**Prompt**
Output the data word for word, dropping every image.

* start Supplied entries *

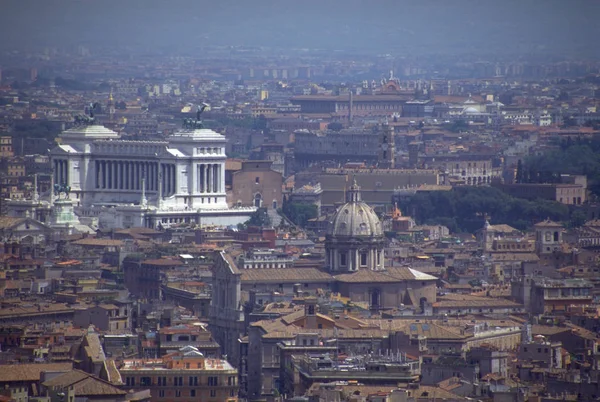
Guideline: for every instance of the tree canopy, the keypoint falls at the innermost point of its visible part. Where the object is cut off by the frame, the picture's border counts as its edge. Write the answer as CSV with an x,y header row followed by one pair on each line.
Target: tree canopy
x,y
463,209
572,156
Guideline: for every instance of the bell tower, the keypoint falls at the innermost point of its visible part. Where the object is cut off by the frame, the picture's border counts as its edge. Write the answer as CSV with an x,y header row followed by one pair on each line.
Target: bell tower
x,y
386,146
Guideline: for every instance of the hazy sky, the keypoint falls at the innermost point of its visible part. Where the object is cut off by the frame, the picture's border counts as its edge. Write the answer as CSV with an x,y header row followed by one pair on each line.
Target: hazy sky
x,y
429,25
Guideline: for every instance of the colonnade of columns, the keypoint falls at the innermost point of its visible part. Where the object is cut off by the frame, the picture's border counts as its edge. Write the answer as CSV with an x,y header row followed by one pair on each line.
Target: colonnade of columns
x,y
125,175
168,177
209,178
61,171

* end Supplied entries *

**Exercise answer**
Guideline: for every instance of the tree canopy, the keypoint falls at the innermost point of its visible part. Where the object is cut off by the frame, the picture's border counts as its edge. Write the answer as CSV with an x,y header row followed by one pair on each line.
Target: tree canopy
x,y
463,209
572,156
Guideline: for every instance of the bell tower, the keypoint falls at the innermost point of its visible part. Where the object is cut off by the frame, the picture's border counts as its edge. Write the answer as CSV with an x,y header row followed by one pair on each line.
Target: bell tower
x,y
386,146
Guideline: for every instance of the hazy sky, the keypoint falls at the innermost point of its visible part. Where the object is cut off by the frame, the picture's border counts as its edge. Write the answer as CSV with an x,y header row followed by one pair on each line.
Target: hazy sky
x,y
429,25
Guideline: for every instance of the colonnade of columns, the keypoint falls at the innermost point of its visible part. Where the object is cut off by the frame, the picture's border counts as its edge. Write the answer as CSV with an x,y header row followed by one pair on each line.
Target: colonnade of columns
x,y
125,175
168,177
209,178
61,171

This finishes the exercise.